§ **Extrait**
Depuis le milieu du XIXe siècle, la France utilise ses possessions coloniales pour se débarrasser de ses opposants politiques les plus en pointe dans la contestation. G. Sentis évoque « les racines profondes de la xénophobie et de l’antisémitisme » pour expliquer le traitement infligé par la France aux « indésirables ». Il met en exergue le défaut de reconnaissance de la France à l’égard des étrangers, venus de toute l’Europe, pour l’aider à se reconstruire et à se développer. Face à cette injuste situation, la classe ouvrière est amenée à construire des ponts entre la main d’œuvre française et immigrée. Le libéralisme de la classe politique dirigeante d’avant 1940, sous la pression des milieux financiers et conservateurs conduit à la promulgation de la loi Daladier de 1938 qui stipule qu’en cas de guerre :

  • Les étrangers seront contraints de s’enrôler dans la Légion Étrangère ou chez les Prestataires de Main-d’œuvre Étrangère (PME – ancêtres des Compagnies de Travailleurs Étrangers ou CTE). Les Brigadistes Internationaux de la Guerre d’Espagne et les Espagnols de la Retirada seront les premiers frappés par cette loi ;
  • Les apatrides seront regroupés dans des centres de séjour surveillé ; en 1939, le ministre de l’Intérieur Albert Sarraut les dénommera « Camps de concentration ».

La déportation en Algérie

Deux groupes constituent le contingent des déportés :

  • Les députés communistes ;
  • Les indésirables français et étrangers.

L’identification des indésirables déportés est difficile à établir puisqu’il n’existe pratiquement pas de listes nominatives. Le départ vers la colonie d’Afrique du Nord s’effectue à partir des quais de Port-Vendres, du fait de la proximité des camps où sont enfermés les hommes et que ce port est le plus près des côtes algériennes.

Dans les camps algériens

En Algérie, les indésirables sont internés sur le haut plateau situé en bordure du Sahara, comme à Djelfa. En l’absence de moyens d’hébergement, les prisonniers doivent construire des baraques dans des conditions climatiques insupportables. Quelques intellectuels laissent des traces écrites. Elles décrivent les dures conditions de la vie dans ces camps, tel Max Aub qui a écrit d’émouvants poèmes, ou encore le philosophe Roger Garaudy.

Pour en savoir plus

La libération

Après le débarquement anglo-américain de novembre 1942, il faut attendre le mois de mai 1943, pour voir les camps se vider. Globalement, toux les indésirables qui peuvent revenir en France poursuivent leur combat contre l’occupant et les collaborateurs de Vichy. Les Indésirables espagnols et ceux d’autres nationalités, parce que formés au combat au cours de la Guerre d’Espagne, sont très recherchés par les Alliés. En particulier, les Espagnols qui vont rejoindre les Forces Françaises Libres (FFL). Parmi eux, ceux de la Nueve qui vont s’illustrer sur les champs de bataille pour la libération de l’Europe, notamment en Normandie, à Paris, en Alsace et jusqu’en Bavière, avec la prise du « nid d’aigle » de Hitler, tout un symbole.

§ **Informations fournies**

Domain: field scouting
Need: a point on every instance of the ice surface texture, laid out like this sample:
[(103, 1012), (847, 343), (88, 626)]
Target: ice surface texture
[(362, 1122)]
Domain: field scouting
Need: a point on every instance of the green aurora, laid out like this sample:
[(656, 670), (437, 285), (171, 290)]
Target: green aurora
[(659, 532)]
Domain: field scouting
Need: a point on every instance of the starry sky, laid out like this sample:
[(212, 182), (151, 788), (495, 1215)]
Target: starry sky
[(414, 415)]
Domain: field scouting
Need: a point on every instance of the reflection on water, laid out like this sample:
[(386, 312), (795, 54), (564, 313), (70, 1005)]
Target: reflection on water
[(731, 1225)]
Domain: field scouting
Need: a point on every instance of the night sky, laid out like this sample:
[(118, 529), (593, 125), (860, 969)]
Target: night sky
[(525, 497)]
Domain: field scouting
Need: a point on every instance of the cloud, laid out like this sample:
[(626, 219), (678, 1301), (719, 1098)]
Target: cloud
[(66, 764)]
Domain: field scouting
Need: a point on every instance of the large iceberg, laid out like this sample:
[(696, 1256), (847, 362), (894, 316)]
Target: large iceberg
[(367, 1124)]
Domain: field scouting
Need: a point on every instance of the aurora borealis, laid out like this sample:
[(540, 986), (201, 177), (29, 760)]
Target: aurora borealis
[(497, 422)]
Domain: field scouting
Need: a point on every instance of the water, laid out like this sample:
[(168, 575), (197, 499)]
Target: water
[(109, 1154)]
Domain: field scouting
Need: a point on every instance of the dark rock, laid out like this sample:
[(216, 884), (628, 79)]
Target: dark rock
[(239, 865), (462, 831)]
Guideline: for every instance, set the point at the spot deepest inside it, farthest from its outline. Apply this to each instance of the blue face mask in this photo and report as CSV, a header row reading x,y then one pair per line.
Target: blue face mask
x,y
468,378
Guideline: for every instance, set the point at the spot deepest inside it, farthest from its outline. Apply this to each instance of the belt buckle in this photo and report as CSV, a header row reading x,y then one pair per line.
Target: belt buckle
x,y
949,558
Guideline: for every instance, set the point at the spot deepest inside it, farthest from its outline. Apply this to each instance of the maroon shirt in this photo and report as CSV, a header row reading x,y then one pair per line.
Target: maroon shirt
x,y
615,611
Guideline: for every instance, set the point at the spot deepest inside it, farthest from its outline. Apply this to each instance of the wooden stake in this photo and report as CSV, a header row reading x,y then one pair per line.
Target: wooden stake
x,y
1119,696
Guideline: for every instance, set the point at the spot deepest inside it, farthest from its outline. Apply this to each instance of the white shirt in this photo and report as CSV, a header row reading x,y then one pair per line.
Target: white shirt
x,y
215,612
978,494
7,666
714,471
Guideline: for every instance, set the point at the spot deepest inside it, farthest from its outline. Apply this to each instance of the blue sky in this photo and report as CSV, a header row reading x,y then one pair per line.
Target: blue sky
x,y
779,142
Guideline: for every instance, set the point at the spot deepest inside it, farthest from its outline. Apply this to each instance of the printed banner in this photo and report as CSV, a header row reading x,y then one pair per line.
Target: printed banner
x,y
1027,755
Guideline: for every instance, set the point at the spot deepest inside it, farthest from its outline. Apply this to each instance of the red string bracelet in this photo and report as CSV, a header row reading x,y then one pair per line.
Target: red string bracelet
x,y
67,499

§ **Problèmes à résoudre**
**1)** Mettez à jour l'extrait en le reproduisant depuis « Dans les camps » jusqu'à « philosophe Roger Garaudy. », et remplacez « baraques » par « cabanes ».
**2)** Réimprimez à l'identique les lignes de la liste. Commencez à la ligne contenant « the red string » et continuez jusqu'à la dernière ligne de la liste, ces deux lignes comprises.

§ **Réponses par tâche**
**1)**
Dans les camps algériens

En Algérie, les indésirables sont internés sur le haut plateau situé en bordure du Sahara, comme à Djelfa. En l’absence de moyens d’hébergement, les prisonniers doivent construire des cabanes dans des conditions climatiques insupportables. Quelques intellectuels laissent des traces écrites. Elles décrivent les dures conditions de la vie dans ces camps, tel Max Aub qui a écrit d’émouvants poèmes, ou encore le philosophe Roger Garaudy.

**2)**
Guideline: for every instance, set the point at the spot deepest inside it, farthest from its outline. Apply this to each instance of the red string bracelet in this photo and report as CSV, a header row reading x,y then one pair per line.
Target: red string bracelet
x,y
67,499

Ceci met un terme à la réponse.